THE EXERCISE.
Reproduce the listing line for line, beginning with the line containing "Exercise. Mark the blue egg" and ending with the line containing "[(233, 144), (264, 173)]", both lines included. Omit the pictures.

[BEGIN DATASET RECORDS]

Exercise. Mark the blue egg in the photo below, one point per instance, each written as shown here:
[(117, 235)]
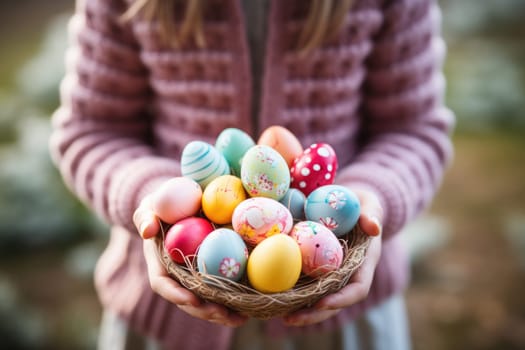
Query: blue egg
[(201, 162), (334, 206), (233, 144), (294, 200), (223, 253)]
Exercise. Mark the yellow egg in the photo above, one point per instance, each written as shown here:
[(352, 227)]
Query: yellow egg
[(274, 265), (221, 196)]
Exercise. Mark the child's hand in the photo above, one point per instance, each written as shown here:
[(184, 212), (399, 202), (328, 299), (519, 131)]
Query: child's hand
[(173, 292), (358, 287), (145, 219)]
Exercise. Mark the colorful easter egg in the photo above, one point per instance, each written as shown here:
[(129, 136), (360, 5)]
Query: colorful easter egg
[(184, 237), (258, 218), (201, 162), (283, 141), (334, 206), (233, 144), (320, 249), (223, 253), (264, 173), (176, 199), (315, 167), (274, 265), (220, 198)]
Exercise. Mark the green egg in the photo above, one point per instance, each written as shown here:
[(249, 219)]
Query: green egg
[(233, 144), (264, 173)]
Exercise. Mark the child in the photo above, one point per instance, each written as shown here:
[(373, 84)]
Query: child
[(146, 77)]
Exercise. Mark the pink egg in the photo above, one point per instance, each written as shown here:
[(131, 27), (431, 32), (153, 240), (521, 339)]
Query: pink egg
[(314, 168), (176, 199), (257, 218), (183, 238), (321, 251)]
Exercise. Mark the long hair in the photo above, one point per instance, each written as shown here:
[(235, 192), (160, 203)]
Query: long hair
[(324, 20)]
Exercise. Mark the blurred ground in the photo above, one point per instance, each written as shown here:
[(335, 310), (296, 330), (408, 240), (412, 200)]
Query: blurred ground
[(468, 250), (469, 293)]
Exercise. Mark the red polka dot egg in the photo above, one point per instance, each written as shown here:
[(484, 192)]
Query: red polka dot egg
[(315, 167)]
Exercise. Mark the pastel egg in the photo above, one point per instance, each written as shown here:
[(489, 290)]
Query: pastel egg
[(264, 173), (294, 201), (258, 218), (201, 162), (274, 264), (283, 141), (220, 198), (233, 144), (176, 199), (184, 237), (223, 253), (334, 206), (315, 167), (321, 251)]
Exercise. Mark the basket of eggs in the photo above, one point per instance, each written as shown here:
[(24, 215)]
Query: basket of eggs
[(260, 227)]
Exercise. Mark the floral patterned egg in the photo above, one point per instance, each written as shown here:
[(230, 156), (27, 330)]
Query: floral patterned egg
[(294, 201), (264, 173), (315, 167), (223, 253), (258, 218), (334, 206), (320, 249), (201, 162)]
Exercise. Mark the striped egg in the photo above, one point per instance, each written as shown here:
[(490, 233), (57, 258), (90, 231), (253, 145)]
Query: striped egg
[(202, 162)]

[END DATASET RECORDS]
[BEGIN DATASET RECORDS]

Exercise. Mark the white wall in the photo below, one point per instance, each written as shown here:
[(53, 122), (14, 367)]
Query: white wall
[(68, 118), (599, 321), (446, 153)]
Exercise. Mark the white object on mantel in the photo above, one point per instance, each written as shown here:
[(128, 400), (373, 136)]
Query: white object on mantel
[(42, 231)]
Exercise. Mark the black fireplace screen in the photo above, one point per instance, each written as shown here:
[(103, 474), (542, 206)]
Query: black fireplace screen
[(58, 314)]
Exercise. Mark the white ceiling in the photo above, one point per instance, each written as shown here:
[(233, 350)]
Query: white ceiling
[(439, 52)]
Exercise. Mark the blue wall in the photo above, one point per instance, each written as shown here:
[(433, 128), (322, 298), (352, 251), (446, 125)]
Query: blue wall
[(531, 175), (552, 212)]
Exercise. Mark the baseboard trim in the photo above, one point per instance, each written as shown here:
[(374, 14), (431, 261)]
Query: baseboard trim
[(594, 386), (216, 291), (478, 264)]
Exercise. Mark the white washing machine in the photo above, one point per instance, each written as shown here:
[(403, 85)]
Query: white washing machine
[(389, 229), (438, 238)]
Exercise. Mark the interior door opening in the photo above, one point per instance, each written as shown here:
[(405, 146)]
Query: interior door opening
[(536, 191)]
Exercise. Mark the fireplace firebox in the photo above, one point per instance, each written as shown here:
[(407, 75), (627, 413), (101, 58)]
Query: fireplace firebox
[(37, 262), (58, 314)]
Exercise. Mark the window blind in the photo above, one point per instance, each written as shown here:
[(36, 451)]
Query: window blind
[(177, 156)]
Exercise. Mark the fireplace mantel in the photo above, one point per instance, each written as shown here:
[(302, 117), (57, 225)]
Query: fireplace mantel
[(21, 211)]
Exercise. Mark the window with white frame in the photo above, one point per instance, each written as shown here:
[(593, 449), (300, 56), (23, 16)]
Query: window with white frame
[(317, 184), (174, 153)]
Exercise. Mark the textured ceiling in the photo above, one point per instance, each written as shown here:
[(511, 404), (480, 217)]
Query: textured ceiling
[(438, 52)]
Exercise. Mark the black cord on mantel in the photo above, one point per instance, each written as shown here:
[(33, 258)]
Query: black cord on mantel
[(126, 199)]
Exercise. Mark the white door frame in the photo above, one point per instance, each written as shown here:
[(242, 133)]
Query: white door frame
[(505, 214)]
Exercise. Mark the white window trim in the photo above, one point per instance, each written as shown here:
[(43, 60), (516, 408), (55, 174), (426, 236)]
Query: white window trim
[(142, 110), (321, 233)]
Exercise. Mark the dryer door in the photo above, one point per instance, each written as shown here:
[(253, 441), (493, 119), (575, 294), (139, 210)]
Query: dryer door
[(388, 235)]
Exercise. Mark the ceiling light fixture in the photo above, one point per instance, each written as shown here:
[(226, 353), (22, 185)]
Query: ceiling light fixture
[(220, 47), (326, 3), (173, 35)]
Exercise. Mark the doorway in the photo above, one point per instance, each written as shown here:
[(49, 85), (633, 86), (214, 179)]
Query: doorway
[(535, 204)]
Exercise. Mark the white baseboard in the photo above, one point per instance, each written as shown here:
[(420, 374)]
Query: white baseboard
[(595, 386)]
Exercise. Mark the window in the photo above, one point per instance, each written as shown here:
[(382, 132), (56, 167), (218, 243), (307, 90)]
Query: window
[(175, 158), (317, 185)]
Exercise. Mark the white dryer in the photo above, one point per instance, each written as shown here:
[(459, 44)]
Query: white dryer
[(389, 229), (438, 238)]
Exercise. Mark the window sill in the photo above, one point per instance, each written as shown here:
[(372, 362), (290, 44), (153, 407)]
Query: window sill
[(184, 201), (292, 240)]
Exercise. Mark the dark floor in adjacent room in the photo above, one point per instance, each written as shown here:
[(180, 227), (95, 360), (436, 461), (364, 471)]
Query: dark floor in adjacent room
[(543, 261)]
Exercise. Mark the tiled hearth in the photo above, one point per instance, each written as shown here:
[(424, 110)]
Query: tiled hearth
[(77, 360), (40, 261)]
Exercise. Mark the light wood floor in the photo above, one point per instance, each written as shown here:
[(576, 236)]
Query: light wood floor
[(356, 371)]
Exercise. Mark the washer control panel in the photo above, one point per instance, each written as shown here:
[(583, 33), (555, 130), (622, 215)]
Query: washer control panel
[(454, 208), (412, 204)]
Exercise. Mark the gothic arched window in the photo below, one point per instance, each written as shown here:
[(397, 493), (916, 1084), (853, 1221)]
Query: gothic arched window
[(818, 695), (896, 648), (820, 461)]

[END DATASET RECORDS]

RESULT FOR THIS TASK.
Exercise. Mark the blue egg in the photo below, one point per instance, each written as shown here:
[(117, 235)]
Query: blue egg
[(201, 162), (334, 206), (233, 144), (294, 200), (223, 253)]
Exercise. Mark the yellow egg in the photo above, one point per instance, each written as shown here:
[(352, 227)]
Query: yellow egg
[(274, 265), (221, 196)]
Exercise. Mark the child's hand in the photo above, one point per instance, each written as shown here:
[(184, 212), (399, 202), (328, 299), (519, 131)]
Query: child's hand
[(173, 292), (358, 287), (145, 219)]
Exercise. Mark the colorful easter egg in the photo above, one point per instance, each written as shown here:
[(129, 136), (360, 5)]
Query: colorful easter egg
[(184, 237), (258, 218), (201, 162), (283, 141), (334, 206), (233, 144), (320, 249), (223, 253), (264, 173), (176, 199), (315, 167), (274, 265), (220, 198)]
Exercise. Mark the green egg in the photo above, one point per instance, each written as shown here:
[(249, 219)]
Query: green egg
[(233, 144), (264, 173)]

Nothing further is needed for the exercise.